§ EXERCISE PROMPT: Every entry below must be copied exactly, with nothing left out.

[Items listed in a dataset]
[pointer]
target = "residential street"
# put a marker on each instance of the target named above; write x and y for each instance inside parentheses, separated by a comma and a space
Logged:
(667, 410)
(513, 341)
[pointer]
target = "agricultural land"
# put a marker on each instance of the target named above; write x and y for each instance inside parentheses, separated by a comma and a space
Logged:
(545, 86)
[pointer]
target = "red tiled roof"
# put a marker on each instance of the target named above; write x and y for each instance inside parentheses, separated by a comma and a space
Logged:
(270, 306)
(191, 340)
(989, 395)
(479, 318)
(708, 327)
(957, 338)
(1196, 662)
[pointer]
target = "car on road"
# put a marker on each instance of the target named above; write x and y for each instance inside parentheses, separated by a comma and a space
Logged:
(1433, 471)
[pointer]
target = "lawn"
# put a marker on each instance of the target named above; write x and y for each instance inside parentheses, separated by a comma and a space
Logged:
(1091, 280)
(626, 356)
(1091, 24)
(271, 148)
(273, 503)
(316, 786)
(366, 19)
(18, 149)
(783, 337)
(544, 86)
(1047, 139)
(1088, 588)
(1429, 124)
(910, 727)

§ FINISHED EXERCISE:
[pointer]
target = "residential street"
# put a marker on each instance of the target named above; write x and y for each instance inside parentheses, separated by a comma and a space
Logged:
(667, 410)
(513, 341)
[pointer]
target = "agricultural land"
# put a marker on each instance of the target named above; write x and y for each instance inside parentheses, separated by a comma and a space
Logged:
(545, 86)
[pointer]
target = "red tiled roof"
# put a marker on each instance of the target named above; write x and y for each instance inside parentheses, separated by a comma and a space
Logged:
(270, 306)
(191, 340)
(989, 395)
(479, 318)
(708, 327)
(957, 338)
(1196, 662)
[pointer]
target = "car on road"
# put a marker on each instance of the target named above; write x and y for each instance inside parentheses, separated by a comma and a space
Logged:
(1433, 471)
[pointer]
target = "lawn"
# put a marker on each instance of the target named above; write x and y for each instance inside parentheses, separated by a comma and a space
Logged:
(1091, 280)
(626, 356)
(1091, 24)
(271, 148)
(273, 503)
(316, 786)
(366, 19)
(18, 149)
(783, 337)
(544, 86)
(1047, 139)
(1088, 588)
(1429, 124)
(910, 727)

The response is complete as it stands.